CONSEGNA:
Scrivi il seguito del racconto sul portatile Windows richiesto per il corso universitario, partendo subito dopo l'ultima frase.

BRANO DI PARTENZA:
Non c’è niente di meglio che una bella sessione di installazione di Windows per farti immediatamente riconciliare con OS X, i suoi bug occasionali e le sue idiosincrasie.
Qualche giorno fa mia figlia ha annunciato a colazione che il giorno dopo avrebbe dovuto portare all’università (primo anno) un PC portatile per iniziare un corso introduttivo all’uso del computer.
I Mac erano rigorosamente proibiti, perché il professore doveva parlare di BIOS e di Word.

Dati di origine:
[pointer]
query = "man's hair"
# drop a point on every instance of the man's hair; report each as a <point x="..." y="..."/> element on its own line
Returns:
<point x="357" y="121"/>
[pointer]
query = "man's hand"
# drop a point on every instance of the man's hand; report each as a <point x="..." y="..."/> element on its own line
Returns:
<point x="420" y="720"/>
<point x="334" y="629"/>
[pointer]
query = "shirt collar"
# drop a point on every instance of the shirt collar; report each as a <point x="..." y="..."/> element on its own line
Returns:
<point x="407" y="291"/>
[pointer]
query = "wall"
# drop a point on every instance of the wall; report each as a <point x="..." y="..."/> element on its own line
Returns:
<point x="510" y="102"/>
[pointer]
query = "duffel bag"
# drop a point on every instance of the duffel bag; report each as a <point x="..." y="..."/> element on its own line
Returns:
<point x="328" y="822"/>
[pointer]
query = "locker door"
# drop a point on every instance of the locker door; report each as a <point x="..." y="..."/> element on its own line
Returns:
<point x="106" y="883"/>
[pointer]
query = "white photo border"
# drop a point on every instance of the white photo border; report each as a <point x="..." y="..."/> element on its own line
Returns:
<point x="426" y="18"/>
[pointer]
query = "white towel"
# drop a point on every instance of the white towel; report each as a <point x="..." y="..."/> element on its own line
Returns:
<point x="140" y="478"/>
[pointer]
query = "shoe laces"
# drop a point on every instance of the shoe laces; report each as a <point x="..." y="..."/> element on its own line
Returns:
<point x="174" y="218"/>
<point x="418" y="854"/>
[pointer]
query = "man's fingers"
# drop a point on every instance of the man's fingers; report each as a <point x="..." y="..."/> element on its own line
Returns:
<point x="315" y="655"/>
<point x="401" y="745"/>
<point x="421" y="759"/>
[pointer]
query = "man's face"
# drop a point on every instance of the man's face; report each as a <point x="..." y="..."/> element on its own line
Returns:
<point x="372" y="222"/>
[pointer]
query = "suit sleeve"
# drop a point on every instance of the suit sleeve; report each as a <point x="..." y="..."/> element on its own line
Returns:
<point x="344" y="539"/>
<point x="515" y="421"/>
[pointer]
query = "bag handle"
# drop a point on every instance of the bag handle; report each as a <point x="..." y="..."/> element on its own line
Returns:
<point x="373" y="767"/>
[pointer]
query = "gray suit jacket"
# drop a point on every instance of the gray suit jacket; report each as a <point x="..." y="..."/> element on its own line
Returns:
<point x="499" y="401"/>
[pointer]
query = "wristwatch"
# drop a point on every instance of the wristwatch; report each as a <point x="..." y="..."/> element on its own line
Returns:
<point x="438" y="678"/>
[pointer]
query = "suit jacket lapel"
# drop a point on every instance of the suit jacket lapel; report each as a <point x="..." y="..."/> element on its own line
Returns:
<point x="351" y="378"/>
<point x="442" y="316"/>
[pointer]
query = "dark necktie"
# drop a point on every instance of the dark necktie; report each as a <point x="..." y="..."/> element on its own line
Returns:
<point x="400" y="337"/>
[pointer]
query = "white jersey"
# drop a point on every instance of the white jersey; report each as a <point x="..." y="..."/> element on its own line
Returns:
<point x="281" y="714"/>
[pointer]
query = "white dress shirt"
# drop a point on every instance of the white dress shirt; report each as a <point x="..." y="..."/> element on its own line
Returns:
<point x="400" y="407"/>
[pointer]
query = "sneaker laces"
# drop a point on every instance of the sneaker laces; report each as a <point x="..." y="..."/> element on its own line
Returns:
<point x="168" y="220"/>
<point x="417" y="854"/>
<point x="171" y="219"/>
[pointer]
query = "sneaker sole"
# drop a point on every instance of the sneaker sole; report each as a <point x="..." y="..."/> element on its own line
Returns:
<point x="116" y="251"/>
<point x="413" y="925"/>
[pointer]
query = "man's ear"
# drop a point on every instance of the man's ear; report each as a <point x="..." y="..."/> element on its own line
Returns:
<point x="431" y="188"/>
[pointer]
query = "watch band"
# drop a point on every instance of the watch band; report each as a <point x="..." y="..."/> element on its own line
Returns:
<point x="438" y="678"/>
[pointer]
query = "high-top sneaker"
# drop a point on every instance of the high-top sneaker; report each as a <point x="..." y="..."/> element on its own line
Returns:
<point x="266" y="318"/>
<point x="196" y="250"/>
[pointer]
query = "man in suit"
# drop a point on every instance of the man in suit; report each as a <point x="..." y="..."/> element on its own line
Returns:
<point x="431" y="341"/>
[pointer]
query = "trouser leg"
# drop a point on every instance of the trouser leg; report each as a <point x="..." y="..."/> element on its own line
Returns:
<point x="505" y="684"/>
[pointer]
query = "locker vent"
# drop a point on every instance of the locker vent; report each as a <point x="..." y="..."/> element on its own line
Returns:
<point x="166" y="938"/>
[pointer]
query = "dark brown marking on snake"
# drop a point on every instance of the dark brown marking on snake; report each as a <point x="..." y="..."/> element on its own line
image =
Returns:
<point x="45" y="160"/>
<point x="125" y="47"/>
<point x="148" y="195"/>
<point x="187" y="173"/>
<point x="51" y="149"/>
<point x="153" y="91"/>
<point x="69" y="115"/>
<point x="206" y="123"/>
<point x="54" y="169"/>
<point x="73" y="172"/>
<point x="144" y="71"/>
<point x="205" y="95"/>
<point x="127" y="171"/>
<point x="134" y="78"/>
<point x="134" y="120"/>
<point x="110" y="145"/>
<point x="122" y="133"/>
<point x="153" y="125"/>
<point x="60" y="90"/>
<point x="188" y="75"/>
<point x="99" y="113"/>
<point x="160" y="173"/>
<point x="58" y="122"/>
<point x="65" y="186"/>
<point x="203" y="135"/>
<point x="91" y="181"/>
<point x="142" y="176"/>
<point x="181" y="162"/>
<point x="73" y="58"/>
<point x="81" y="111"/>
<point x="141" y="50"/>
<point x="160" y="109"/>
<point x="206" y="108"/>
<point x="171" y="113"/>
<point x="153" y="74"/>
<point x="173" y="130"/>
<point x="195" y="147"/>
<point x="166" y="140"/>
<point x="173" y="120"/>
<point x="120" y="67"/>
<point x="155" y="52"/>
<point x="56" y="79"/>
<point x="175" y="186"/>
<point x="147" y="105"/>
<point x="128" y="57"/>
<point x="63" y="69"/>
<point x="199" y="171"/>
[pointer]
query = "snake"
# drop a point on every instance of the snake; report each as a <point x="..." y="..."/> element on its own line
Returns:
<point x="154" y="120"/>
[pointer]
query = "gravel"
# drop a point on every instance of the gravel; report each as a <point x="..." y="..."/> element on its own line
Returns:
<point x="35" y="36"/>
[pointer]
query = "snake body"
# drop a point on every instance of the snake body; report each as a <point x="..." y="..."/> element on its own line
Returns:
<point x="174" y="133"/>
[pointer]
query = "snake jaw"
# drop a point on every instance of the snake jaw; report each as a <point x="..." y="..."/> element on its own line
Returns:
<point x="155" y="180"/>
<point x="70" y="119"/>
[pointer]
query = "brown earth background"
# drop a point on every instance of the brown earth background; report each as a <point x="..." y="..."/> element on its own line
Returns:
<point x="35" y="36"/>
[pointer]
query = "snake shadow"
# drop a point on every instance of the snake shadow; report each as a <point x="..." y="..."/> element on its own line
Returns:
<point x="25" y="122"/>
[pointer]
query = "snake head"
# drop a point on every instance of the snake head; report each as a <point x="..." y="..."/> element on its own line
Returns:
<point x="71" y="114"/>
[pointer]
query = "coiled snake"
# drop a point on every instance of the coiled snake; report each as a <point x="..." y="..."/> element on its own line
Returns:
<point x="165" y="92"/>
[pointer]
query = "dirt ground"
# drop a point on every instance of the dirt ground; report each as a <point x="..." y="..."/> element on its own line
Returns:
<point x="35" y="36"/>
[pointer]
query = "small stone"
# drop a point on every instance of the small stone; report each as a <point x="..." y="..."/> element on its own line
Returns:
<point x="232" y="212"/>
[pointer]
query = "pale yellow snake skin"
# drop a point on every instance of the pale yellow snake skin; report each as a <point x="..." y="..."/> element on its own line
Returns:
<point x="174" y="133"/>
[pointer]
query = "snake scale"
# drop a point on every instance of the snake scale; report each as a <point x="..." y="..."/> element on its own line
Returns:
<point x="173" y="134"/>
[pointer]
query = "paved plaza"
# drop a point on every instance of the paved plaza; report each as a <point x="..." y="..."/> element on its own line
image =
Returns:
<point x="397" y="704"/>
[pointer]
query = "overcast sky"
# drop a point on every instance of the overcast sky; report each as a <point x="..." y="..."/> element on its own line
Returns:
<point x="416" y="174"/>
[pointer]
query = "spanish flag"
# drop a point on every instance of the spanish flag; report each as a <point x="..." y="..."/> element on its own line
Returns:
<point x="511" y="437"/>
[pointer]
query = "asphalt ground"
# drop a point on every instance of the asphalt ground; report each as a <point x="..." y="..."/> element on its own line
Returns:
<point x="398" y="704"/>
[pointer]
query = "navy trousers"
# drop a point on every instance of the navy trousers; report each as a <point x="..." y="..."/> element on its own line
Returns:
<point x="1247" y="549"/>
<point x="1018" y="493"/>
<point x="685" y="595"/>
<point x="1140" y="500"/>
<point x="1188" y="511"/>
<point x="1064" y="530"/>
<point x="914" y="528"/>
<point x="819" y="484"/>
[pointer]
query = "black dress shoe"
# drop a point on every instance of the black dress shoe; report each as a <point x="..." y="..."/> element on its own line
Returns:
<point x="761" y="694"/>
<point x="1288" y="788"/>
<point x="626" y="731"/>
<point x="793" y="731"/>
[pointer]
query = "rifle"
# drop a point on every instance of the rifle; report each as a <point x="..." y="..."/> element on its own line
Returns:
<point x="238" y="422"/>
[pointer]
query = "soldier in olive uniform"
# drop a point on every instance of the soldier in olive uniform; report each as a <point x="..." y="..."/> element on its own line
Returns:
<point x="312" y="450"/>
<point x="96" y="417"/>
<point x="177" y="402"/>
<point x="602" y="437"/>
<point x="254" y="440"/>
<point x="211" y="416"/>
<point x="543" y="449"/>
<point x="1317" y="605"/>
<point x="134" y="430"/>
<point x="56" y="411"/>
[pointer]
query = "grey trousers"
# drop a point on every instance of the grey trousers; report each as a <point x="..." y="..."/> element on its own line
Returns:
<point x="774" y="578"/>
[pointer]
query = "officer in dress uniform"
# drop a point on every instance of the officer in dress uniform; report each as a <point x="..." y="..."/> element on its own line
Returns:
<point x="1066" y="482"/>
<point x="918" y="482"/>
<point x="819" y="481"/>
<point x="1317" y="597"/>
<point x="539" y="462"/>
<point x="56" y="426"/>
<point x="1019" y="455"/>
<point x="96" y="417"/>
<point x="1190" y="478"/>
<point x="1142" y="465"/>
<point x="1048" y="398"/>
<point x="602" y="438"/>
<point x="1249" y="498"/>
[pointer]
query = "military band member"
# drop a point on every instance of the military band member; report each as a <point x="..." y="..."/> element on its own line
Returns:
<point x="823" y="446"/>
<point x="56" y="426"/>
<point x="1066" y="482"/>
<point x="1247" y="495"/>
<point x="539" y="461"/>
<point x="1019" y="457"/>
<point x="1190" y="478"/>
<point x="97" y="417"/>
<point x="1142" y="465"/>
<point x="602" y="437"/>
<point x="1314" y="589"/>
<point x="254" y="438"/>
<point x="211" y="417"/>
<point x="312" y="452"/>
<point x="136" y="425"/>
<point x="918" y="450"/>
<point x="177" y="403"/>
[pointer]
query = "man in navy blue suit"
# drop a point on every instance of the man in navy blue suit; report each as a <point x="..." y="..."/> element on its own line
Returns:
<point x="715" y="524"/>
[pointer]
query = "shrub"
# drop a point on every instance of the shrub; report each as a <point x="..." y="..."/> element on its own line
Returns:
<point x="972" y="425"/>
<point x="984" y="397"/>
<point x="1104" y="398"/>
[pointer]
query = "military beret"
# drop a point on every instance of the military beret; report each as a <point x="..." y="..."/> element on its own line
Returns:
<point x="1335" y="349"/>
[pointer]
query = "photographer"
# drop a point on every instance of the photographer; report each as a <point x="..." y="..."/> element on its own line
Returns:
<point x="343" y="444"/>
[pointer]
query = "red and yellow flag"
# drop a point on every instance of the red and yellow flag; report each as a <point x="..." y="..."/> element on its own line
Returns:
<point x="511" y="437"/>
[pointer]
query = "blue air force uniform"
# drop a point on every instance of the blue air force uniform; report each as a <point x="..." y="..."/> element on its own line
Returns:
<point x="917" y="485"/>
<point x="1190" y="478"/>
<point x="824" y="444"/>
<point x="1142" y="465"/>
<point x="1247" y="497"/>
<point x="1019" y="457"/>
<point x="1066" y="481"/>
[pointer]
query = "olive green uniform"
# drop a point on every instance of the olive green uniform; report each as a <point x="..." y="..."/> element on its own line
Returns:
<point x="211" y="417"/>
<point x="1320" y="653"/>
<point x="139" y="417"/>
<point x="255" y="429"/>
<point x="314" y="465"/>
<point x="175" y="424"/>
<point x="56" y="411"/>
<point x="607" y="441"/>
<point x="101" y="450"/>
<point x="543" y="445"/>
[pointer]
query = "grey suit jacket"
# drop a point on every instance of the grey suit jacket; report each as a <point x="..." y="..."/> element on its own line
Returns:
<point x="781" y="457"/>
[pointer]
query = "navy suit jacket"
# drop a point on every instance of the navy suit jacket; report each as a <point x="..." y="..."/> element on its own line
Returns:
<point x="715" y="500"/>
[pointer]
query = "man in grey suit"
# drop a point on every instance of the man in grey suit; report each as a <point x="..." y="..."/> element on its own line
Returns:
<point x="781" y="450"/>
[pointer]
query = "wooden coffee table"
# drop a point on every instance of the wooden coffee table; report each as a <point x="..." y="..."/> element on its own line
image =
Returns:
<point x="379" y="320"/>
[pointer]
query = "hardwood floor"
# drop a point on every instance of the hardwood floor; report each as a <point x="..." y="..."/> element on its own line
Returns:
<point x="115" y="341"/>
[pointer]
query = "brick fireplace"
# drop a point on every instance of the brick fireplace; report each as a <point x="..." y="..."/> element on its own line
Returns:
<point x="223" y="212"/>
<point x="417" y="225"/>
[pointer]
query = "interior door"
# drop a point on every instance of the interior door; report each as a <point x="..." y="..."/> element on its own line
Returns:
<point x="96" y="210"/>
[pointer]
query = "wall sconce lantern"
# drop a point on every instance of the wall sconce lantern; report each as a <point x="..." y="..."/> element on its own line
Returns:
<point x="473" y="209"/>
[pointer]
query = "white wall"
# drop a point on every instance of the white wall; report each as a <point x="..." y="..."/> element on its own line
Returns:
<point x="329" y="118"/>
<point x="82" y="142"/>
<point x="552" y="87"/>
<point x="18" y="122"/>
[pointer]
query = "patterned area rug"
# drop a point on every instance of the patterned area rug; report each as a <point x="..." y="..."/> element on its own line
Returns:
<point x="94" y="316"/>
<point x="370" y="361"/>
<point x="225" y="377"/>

RISULTATO FINALE:
Il legame fra il BIOS e Word mi sembrava piuttosto labile. Ma invece di addentrarmi in questo territorio scivoloso, ho fatto notare che Word gira sotto OS X esattamente come sotto Windows (la compatibilità dei file è un’altra cosa). Non fosse altro perché l’ultima versione per OS X è in grado di mostrare sia l’odioso Ribbon che il normale menu, una possibilità che gli utenti di Windows sognano ogni giorno, a meno di non installare UBitMenu, una di quelle utility di cui sotto Windows non si può fare a meno.1
Inoltre, ormai nemmeno i PC usano più il BIOS, quindi a rigore anche la maggior parte dei suoi compagni di corso non avrebbe potuto usare il proprio portatile per esercitarsi a configurare il BIOS.
Niente da fare. I desideri del professore non si discutono (mentre quelli dei padri…) e l’aggiornamento dei professori universitari non è contemplato dal contratto.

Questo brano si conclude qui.